Task brief:
Collect each line in the material below that contains the string "road". Case matters.

═════ Recorded data ═════

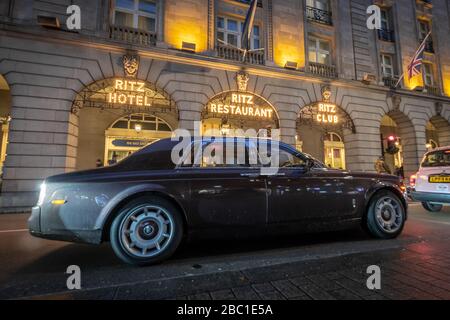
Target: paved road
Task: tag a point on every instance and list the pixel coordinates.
(323, 266)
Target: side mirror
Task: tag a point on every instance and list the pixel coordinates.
(309, 164)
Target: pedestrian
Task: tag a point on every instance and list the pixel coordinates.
(399, 172)
(113, 159)
(381, 166)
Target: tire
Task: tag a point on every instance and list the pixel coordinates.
(432, 207)
(146, 231)
(386, 216)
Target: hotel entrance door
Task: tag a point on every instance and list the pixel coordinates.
(131, 133)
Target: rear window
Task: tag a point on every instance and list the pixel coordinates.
(437, 159)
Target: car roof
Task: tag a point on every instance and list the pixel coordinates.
(439, 149)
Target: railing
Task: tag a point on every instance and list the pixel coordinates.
(131, 35)
(433, 90)
(319, 15)
(386, 35)
(428, 45)
(230, 53)
(390, 82)
(322, 70)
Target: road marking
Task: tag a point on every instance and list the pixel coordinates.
(14, 230)
(431, 221)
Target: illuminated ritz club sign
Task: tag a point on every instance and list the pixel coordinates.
(327, 113)
(240, 105)
(129, 92)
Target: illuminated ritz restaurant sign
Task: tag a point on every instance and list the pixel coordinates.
(327, 113)
(239, 104)
(129, 92)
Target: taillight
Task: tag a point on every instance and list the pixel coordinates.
(412, 180)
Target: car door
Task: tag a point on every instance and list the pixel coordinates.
(224, 193)
(298, 192)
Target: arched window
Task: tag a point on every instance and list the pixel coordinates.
(141, 122)
(334, 149)
(333, 137)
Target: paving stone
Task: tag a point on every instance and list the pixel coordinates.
(344, 294)
(199, 296)
(271, 295)
(287, 289)
(263, 287)
(245, 293)
(223, 295)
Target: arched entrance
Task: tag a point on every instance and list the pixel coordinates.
(321, 131)
(132, 132)
(5, 118)
(398, 143)
(120, 115)
(437, 132)
(232, 113)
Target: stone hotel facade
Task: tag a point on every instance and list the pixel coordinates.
(138, 69)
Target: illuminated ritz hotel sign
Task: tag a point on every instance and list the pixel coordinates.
(129, 92)
(239, 104)
(327, 113)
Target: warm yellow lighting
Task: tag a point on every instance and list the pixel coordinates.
(241, 105)
(413, 82)
(327, 113)
(58, 202)
(188, 46)
(289, 47)
(446, 79)
(129, 92)
(138, 127)
(291, 65)
(183, 22)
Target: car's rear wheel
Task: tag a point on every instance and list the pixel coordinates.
(432, 207)
(147, 230)
(385, 215)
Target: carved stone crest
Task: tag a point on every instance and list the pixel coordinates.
(326, 93)
(130, 65)
(242, 78)
(438, 107)
(396, 100)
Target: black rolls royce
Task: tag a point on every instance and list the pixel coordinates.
(148, 203)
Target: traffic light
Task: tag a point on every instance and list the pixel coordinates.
(392, 145)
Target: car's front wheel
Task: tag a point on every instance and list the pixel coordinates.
(385, 216)
(432, 207)
(147, 230)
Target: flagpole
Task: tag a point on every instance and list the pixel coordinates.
(403, 75)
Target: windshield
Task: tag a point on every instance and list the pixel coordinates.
(437, 159)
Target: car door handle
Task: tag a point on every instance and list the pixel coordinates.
(251, 175)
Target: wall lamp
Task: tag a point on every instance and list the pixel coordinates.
(188, 46)
(291, 65)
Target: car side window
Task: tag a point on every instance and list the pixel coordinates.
(287, 159)
(234, 154)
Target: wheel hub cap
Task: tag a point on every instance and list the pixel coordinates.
(389, 214)
(146, 231)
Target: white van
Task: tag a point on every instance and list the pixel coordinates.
(431, 184)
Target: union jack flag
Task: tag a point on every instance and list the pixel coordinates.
(414, 68)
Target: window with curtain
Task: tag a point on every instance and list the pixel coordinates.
(138, 14)
(229, 30)
(319, 51)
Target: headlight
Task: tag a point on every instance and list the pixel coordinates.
(42, 194)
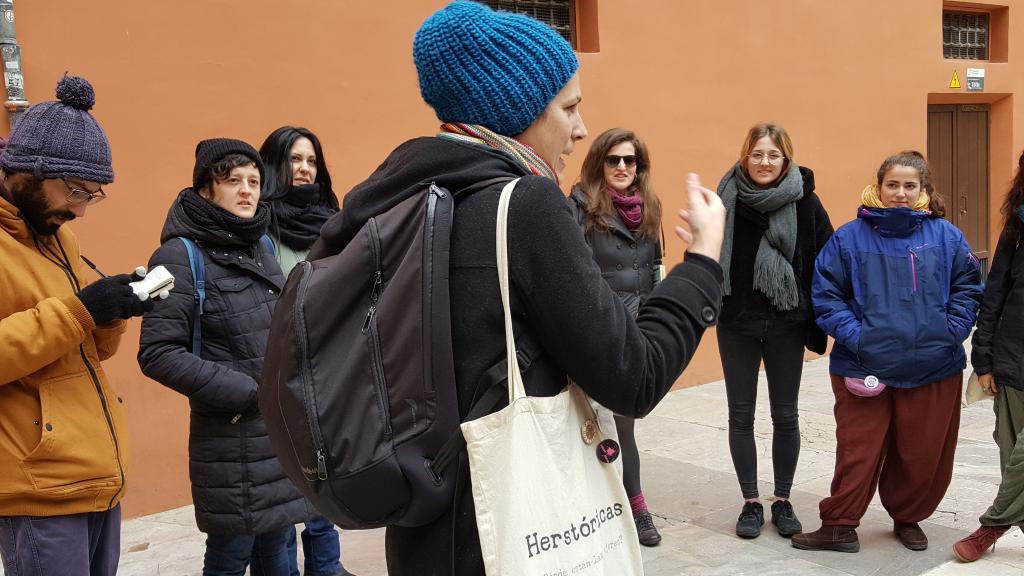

═════

In response:
Target: paved road
Target: road marking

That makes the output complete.